## [Given data]
[Start of Attachment]
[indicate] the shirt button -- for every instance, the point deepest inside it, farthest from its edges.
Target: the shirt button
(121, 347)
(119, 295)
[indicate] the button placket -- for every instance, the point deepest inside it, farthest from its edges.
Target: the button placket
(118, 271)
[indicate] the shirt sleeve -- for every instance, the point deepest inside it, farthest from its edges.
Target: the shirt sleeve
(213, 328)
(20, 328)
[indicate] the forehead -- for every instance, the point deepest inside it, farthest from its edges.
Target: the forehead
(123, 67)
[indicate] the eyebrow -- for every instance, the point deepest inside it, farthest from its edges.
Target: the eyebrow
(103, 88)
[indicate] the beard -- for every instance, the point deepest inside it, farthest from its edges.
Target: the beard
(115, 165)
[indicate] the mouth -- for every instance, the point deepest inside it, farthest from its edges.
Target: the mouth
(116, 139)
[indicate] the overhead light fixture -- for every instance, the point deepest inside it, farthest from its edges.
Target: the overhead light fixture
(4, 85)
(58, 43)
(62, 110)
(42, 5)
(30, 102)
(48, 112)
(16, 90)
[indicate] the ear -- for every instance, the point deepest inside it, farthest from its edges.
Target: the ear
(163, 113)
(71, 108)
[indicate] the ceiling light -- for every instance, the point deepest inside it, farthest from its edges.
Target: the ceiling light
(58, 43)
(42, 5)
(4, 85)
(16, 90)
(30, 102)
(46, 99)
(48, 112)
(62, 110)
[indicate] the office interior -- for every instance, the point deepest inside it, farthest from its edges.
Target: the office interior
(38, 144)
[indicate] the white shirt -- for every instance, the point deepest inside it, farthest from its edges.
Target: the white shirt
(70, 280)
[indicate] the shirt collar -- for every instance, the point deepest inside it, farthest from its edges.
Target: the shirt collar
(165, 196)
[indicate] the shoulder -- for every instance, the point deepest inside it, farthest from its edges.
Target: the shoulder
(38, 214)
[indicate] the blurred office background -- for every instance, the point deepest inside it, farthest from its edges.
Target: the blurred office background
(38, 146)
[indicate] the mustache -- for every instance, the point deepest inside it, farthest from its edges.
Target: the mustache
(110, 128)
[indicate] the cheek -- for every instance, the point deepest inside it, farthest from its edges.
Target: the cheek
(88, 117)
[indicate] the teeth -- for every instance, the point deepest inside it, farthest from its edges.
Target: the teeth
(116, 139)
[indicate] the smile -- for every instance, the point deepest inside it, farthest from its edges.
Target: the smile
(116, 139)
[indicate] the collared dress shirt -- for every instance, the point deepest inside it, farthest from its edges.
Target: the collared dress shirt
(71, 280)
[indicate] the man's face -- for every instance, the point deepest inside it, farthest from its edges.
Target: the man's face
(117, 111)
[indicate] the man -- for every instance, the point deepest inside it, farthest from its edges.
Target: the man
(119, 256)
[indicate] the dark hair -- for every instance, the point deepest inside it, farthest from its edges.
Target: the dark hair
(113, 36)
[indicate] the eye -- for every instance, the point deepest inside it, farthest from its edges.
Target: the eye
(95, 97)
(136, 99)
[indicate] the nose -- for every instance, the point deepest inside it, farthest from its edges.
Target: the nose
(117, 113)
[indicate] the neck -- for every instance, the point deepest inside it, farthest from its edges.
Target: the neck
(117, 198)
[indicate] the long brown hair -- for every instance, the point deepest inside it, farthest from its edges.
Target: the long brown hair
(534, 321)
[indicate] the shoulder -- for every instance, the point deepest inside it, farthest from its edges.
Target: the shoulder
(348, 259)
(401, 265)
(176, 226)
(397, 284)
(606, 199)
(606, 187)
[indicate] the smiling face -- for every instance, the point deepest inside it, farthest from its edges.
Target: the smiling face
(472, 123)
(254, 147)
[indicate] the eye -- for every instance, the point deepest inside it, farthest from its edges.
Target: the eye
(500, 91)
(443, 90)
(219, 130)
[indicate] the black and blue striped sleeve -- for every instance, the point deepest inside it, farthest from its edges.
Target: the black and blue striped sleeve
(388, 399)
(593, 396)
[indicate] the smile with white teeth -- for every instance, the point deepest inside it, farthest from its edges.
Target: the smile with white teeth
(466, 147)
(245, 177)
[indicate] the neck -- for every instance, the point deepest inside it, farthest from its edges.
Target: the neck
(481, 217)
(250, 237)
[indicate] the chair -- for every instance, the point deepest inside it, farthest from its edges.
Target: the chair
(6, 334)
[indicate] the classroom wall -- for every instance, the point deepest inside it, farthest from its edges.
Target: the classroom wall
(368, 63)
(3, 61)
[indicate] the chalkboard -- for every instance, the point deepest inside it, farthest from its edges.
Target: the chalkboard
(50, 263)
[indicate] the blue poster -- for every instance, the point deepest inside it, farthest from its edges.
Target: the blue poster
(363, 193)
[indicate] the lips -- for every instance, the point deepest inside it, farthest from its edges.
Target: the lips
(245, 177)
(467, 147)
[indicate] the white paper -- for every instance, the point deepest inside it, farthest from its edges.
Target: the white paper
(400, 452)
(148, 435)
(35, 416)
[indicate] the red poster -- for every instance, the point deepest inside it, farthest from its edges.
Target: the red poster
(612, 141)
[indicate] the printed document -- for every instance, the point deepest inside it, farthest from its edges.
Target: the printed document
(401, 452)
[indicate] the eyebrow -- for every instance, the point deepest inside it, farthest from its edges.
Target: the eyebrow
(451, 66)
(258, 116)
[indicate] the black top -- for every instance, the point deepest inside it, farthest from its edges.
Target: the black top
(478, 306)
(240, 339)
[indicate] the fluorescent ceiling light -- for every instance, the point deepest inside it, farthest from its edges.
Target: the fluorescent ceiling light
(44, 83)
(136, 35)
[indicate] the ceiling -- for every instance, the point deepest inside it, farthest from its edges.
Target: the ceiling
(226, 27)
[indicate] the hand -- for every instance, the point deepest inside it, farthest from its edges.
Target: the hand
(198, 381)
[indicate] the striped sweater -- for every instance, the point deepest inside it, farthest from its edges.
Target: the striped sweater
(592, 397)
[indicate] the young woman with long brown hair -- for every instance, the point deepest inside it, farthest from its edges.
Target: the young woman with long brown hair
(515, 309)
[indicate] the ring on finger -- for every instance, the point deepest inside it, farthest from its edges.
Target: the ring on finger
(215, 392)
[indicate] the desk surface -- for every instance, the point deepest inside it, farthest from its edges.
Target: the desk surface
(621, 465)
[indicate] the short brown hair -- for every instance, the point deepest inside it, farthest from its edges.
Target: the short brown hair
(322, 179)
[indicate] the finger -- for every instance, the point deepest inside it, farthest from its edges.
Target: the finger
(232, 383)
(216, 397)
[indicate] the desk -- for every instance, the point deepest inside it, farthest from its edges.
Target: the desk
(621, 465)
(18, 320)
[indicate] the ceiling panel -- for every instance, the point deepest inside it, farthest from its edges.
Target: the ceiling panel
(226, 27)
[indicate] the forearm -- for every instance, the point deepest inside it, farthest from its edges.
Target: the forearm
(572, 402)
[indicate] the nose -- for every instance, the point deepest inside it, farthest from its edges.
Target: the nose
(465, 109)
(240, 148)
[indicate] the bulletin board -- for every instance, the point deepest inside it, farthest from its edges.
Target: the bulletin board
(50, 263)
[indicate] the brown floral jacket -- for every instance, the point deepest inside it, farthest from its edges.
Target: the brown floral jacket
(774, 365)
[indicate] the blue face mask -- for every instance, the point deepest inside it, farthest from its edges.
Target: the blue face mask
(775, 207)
[End of Attachment]
## [Assigned task]
Give back the material above without altering a single word.

## [Solution to the problem]
[indicate] the shirt button -- for every instance, the point deepest inside it, farthest from its edges.
Target: the shirt button
(121, 347)
(119, 295)
[indicate] the button placket -- for every instance, the point deepest inside it, farthest from its edges.
Target: the button placket
(118, 271)
[indicate] the shirt sleeve -- for every instance, the point deepest inside it, farthest from its edges.
Target: the shirt sleeve
(213, 328)
(20, 328)
[indicate] the forehead -- for every instance, the point deepest inside it, farthest from its edges.
Target: the forehead
(123, 67)
[indicate] the eyebrow -- for every instance, the point deepest inside it, farthest from its edges.
Target: the eyebrow
(103, 88)
[indicate] the beard -- for every instance, the point deepest inside it, farthest from its edges.
Target: the beard
(115, 165)
[indicate] the mouth -- for every instance, the point deepest inside it, farthest from its edges.
Target: the mouth
(116, 139)
[indicate] the overhead light fixture -- for every instance, the point deepest inside it, farthest from its edges.
Target: the overhead light fixture
(4, 85)
(58, 43)
(62, 110)
(42, 5)
(30, 102)
(48, 112)
(16, 90)
[indicate] the ear -- for every instance, the point deepest inside it, farthest from its edges.
Target: the ear
(163, 113)
(71, 108)
[indicate] the ceiling light -- for every instance, the point deepest inside it, farthest from its edges.
Target: the ceiling light
(58, 43)
(42, 5)
(4, 85)
(16, 90)
(30, 102)
(46, 99)
(48, 112)
(62, 110)
[indicate] the office interior -- for every instance, the point deepest inside it, farthest from its edges.
Target: the office interior
(38, 144)
[indicate] the white shirt -- for every instance, the point deepest inside it, farthest from its edges.
Target: the white shirt
(70, 280)
[indicate] the shirt collar -- for every instance, the point deepest inside it, farthest from its edges.
Target: the shirt collar
(165, 196)
[indicate] the shoulder -- for every instance, the point deepest inside it, farthest from its edges.
Target: the shoulder
(38, 214)
[indicate] the blurred office background -- for every instance, the point deepest inside it, farthest from its edges.
Target: the blurred office background
(38, 146)
[indicate] the mustache -- for every instance, the point deepest inside it, farthest from its edges.
Target: the mustache
(110, 128)
[indicate] the cheek -- for every instance, the point deepest inside it, farthest from its edges.
Target: the cheek
(88, 117)
[indicate] the teeth -- for every instance, the point deepest inside it, farthest from its edges.
Target: the teeth
(116, 139)
[indicate] the smile -- for every instance, the point deepest inside it, farthest from its edges.
Target: the smile
(116, 139)
[indicate] the collared dress shirt -- for every instance, the point deepest inside it, farthest from its edges.
Target: the collared dress shirt
(71, 280)
[indicate] the man's face -- for every instance, the point deepest inside it, farthest from its edges.
Target: the man's face
(117, 111)
[indicate] the man -- for every instance, the point deepest inside it, farthest from its edges.
Target: the man
(119, 256)
[indicate] the dark hair -- for every instance, the point deepest inside it, farthest from its edges.
Target: the dark hair
(113, 36)
[indicate] the eye -- for every instance, the point deepest inside it, farthest from its edges.
Target: the eye
(95, 97)
(136, 99)
[indicate] the nose -- for every instance, the point deepest inside it, farthest from its edges.
Target: the nose
(117, 113)
[indicate] the neck -- for every instance, the point deepest inside it, farthest from its edges.
Target: the neck
(117, 198)
[indicate] the long brown hair -- for every instance, the point deepest inside it, farthest from its edges.
Target: the long brown hair
(534, 321)
[indicate] the shoulder -- for every instance, the point deepest inside it, farthest from its edges.
Target: the shoulder
(348, 259)
(401, 265)
(176, 226)
(397, 284)
(606, 199)
(606, 187)
[indicate] the smiling face -- for every instance, the point deepest inside it, farthest from its edges.
Target: the smiling face
(472, 123)
(254, 147)
[indicate] the eye -- for every instance, the point deepest inside it, farthest from its edges.
Target: the eye
(500, 91)
(443, 90)
(219, 130)
[indicate] the black and blue striped sleeve -- for every instance, the point deepest inside it, farthest from its edges.
Target: the black and blue striped sleeve
(388, 399)
(593, 396)
[indicate] the smile with white teeth -- for every instance, the point deepest inside it, farthest from its edges.
Target: the smile with white teeth
(466, 147)
(245, 177)
[indicate] the neck -- for every instance, the point deepest inside it, farthest from its edges.
Target: the neck
(481, 217)
(250, 237)
[indicate] the chair -- for every instance, the point deepest inside it, farthest from its edges.
Target: the chair
(6, 334)
[indicate] the classroom wall -- for every instance, the point deepest inside it, farthest from its edges.
Target: the classroom wall
(368, 63)
(3, 61)
[indicate] the chalkboard -- for every instance, the point deepest inside it, farthest from its edges.
Target: the chalkboard
(50, 263)
[indicate] the blue poster -- for every instance, the point deepest inside it, farthest from its edges.
Target: the blue poster
(363, 193)
[indicate] the lips -- for every instance, the point deepest inside it, farthest from its edges.
Target: the lips
(245, 177)
(467, 147)
[indicate] the white paper -- for every instance, the point deepest inside it, farthest from its edges.
Target: the white paper
(400, 452)
(148, 435)
(35, 416)
[indicate] the red poster -- for every instance, the point deepest inside it, farthest from its edges.
Target: the red poster
(612, 141)
[indicate] the printed document -- for every instance, the point deepest inside it, farthest from its edges.
Target: the printed document
(401, 452)
[indicate] the eyebrow -- for every instance, the point deepest inside it, farthest from its edges.
Target: the eyebrow
(451, 66)
(258, 116)
[indicate] the black top -- for every instance, the point deepest inside it, farthest from its edges.
Target: the black top
(478, 306)
(240, 339)
[indicate] the fluorescent ceiling light -- for every instance, the point deepest inside it, farthest from its edges.
Target: the fluorescent ceiling light
(44, 83)
(136, 35)
[indicate] the ceiling -- for every instance, the point deepest inside it, farthest from its edges.
Target: the ceiling
(226, 27)
[indicate] the hand -- for every instance, the point deepest inside it, farthest from its edges.
Target: the hand
(198, 381)
[indicate] the striped sweater -- for every instance, the point deepest inside it, farthest from its edges.
Target: the striped sweater
(592, 397)
[indicate] the young woman with long brown hair -- for every instance, the point deepest inside it, farthest from its edges.
Target: the young woman with long brown hair
(515, 309)
[indicate] the ring on finger -- for every instance, the point deepest inside it, farthest from its edges.
Target: the ring on finger
(215, 392)
[indicate] the desk surface -- for every instance, the point deepest inside it, farthest from its edges.
Target: the desk surface
(621, 465)
[indicate] the short brown hair -- for every instance, the point deepest inside it, farthest from its edges.
Target: the short brown hair
(322, 179)
[indicate] the finger -- for every instance, the point deepest inside it, farthest from its edges.
Target: the finger
(232, 383)
(216, 397)
[indicate] the desk -- for every instance, the point deepest inside it, farthest from its edges.
Target: the desk
(621, 465)
(18, 320)
[indicate] the ceiling panel -- for every instance, the point deepest inside it, farthest from its edges.
Target: the ceiling panel
(226, 27)
[indicate] the forearm -- for every instance, the point deepest inside it, farthest from its edges.
Target: the forearm
(572, 402)
[indicate] the nose -- for every instance, the point deepest inside it, farthest from its edges.
Target: the nose
(465, 109)
(240, 148)
[indicate] the bulletin board -- for every instance, the point deepest inside it, farthest from its edges.
Target: the bulletin board
(50, 263)
[indicate] the brown floral jacket -- for every instance, the point deepest inside it, farthest from its edges.
Target: the brown floral jacket
(774, 365)
[indicate] the blue face mask -- for every instance, the point deepest inside it, farthest from its edges.
Target: the blue face mask
(775, 207)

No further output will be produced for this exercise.